%%
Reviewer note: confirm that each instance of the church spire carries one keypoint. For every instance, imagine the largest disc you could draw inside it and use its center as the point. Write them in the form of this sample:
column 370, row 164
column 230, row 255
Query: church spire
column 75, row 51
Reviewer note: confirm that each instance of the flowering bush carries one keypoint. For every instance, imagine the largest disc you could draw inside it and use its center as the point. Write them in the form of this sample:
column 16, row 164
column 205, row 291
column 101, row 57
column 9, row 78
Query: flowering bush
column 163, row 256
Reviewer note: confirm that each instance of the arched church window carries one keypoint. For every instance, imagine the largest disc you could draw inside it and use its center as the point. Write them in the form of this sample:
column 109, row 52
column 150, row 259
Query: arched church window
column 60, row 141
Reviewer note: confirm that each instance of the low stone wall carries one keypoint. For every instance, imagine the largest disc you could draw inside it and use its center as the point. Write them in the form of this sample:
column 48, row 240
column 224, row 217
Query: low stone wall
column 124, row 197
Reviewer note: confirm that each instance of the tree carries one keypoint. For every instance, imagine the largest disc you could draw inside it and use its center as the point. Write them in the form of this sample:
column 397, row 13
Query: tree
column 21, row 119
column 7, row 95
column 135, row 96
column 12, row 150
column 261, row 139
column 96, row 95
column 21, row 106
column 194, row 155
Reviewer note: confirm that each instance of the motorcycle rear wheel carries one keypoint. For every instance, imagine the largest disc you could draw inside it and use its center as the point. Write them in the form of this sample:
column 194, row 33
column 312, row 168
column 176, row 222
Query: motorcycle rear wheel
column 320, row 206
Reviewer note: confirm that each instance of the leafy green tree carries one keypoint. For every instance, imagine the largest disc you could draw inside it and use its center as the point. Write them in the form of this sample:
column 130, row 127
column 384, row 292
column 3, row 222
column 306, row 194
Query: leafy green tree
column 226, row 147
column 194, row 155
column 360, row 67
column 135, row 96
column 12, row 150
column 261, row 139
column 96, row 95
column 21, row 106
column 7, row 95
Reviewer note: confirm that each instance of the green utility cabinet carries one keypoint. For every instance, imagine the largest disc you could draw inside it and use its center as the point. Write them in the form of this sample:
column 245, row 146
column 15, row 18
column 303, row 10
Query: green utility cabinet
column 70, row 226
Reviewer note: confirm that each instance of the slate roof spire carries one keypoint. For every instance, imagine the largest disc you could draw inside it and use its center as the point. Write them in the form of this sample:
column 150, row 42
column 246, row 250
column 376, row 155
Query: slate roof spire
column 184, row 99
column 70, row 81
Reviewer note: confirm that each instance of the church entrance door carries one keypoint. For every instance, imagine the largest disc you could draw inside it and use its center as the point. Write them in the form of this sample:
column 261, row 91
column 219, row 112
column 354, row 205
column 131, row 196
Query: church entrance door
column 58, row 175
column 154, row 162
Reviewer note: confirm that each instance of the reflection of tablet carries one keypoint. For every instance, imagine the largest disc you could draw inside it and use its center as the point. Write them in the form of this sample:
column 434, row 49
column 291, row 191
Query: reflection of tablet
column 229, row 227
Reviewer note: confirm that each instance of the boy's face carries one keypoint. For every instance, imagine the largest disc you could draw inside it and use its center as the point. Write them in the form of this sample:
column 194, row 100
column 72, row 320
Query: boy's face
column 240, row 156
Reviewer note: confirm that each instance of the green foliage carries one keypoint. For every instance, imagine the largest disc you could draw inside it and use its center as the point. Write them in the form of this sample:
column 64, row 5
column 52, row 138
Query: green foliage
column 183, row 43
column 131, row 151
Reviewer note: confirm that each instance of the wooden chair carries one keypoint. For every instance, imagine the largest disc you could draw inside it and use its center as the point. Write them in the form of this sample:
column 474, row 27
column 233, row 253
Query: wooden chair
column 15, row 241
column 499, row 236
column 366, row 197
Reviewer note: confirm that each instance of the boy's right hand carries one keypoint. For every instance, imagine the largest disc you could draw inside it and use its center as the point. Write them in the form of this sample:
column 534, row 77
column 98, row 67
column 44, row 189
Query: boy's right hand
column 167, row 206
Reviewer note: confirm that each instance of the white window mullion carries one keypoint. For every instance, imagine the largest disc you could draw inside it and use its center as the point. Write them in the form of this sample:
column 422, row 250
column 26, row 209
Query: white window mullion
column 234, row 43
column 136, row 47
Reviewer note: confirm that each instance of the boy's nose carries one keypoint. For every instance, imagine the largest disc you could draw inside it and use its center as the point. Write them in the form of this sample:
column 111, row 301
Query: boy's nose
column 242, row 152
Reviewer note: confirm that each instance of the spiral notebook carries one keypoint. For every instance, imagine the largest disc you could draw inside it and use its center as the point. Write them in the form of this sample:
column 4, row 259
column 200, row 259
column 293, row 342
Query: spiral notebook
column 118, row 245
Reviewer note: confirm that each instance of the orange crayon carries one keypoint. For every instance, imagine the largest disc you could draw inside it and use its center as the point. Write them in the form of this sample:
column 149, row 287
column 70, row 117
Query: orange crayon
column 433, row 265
%%
--- Exercise ---
Set down every record above exactly as written.

--- Task solution ---
Reviewer note: confirm that each instance of the church spire carries one keypoint. For every instance, imagine the largest disc you could draw inside it and use its center as the point. Write them in the form of this sample:
column 370, row 164
column 230, row 255
Query: church spire
column 75, row 51
Reviewer note: confirm that each instance of the flowering bush carries one keypoint. For every instance, imagine the largest disc you could draw inside it and use its center as the point. Write them in the form of this sample:
column 16, row 164
column 205, row 291
column 101, row 57
column 9, row 78
Query: flowering bush
column 163, row 256
Reviewer note: confirm that each instance of the arched church window carries one keypoint. For every instance, imagine the largest disc you could draw inside it and use its center as the point. Write them in the form of this sample:
column 109, row 52
column 150, row 259
Query: arched church window
column 60, row 141
Reviewer note: confirm that each instance of the low stone wall carries one keypoint. For every instance, imagine the largest disc you could draw inside it and use its center as the point. Write them in the form of this sample:
column 48, row 240
column 224, row 217
Query: low stone wall
column 124, row 197
Reviewer note: confirm that each instance of the tree carries one keypoint. For every instance, imagine the largest disc you could draw inside it and use its center as the point. Write them in the form of this sample:
column 397, row 13
Query: tree
column 21, row 119
column 7, row 95
column 135, row 96
column 12, row 150
column 261, row 139
column 96, row 95
column 21, row 106
column 194, row 155
Reviewer note: confirm that each instance of the motorcycle rear wheel carries one keypoint. For every instance, imagine the largest disc you could draw inside it and use its center as the point. Write them in the form of this sample:
column 194, row 33
column 312, row 168
column 176, row 222
Query: motorcycle rear wheel
column 320, row 206
Reviewer note: confirm that each instance of the leafy green tree carries one keypoint. For every instance, imagine the largest disc you could draw inside it and use its center as the point. Write them in the form of this sample:
column 130, row 127
column 384, row 292
column 3, row 222
column 306, row 194
Query: leafy green tree
column 226, row 147
column 194, row 155
column 360, row 67
column 135, row 96
column 12, row 150
column 261, row 139
column 96, row 95
column 21, row 106
column 7, row 95
Reviewer note: confirm that each instance of the green utility cabinet carries one keypoint. For every instance, imagine the largest disc you could draw inside it and use its center as the point. Write them in the form of this sample:
column 245, row 146
column 15, row 18
column 303, row 10
Query: green utility cabinet
column 70, row 226
Reviewer note: confirm that each instance of the slate roof spire carries one keypoint. For every instance, imagine the largest disc you could draw inside it and use its center as the point. Write them in the form of this sample:
column 150, row 42
column 246, row 250
column 376, row 155
Query: slate roof spire
column 184, row 99
column 70, row 81
Reviewer note: confirm that each instance of the church entrance door carries one keypoint. For every instance, imagine the largest disc you could draw inside it and use its center as the point. Write them in the form of this sample:
column 261, row 91
column 219, row 112
column 354, row 205
column 131, row 196
Query: church entrance door
column 58, row 175
column 154, row 162
Reviewer note: confirm that each instance of the reflection of tablet carries one keypoint. For every instance, imagine the largest disc you could draw inside it and use its center as the point. Write them in the form of this sample:
column 434, row 49
column 291, row 191
Query: reflection of tablet
column 229, row 227
Reviewer note: confirm that each instance of the boy's face carries one keypoint. For every instance, imagine the largest disc you could draw inside it and use its center as the point. Write them in the form of this sample:
column 194, row 100
column 72, row 320
Query: boy's face
column 240, row 156
Reviewer note: confirm that each instance of the green foliage carries one keypoint. For every instance, imagine the largest disc you could draw inside it and use its center as the point. Write them in the form of this sample:
column 64, row 5
column 52, row 138
Query: green foliage
column 183, row 43
column 131, row 151
Reviewer note: confirm that each instance of the wooden chair carries one keypoint. For every instance, imagine the largest disc you could draw inside it and use its center as the point. Write them in the form of this sample:
column 474, row 27
column 233, row 253
Query: wooden chair
column 15, row 241
column 499, row 236
column 366, row 197
Reviewer note: confirm that each instance of the boy's right hand carries one keypoint. For every instance, imagine the largest disc you could draw inside it and use its center as the point. Write them in the form of this sample:
column 534, row 77
column 98, row 67
column 44, row 189
Query: boy's right hand
column 167, row 206
Reviewer note: confirm that each instance of the white window mullion carries one keypoint. For every instance, imagine the largest disc you could draw inside it and use its center as the point. Write them in the form of this sample:
column 422, row 250
column 26, row 209
Query: white window mullion
column 234, row 43
column 136, row 47
Reviewer note: confirm that each instance of the boy's nose carries one keypoint. For every instance, imagine the largest disc you could draw inside it and use its center as the point. Write them in the form of this sample:
column 111, row 301
Query: boy's nose
column 242, row 152
Reviewer note: confirm that each instance of the spiral notebook carries one keypoint. For every instance, imagine the largest disc you could draw inside it and use its center as the point. Write them in the form of this sample:
column 4, row 259
column 200, row 259
column 293, row 342
Query: spiral notebook
column 118, row 245
Reviewer note: confirm that each instance of the orange crayon carries one keypoint. For every instance, imagine the largest disc you could draw inside it and use its center as the point. Write them in the form of this sample:
column 149, row 287
column 70, row 117
Query: orange crayon
column 433, row 265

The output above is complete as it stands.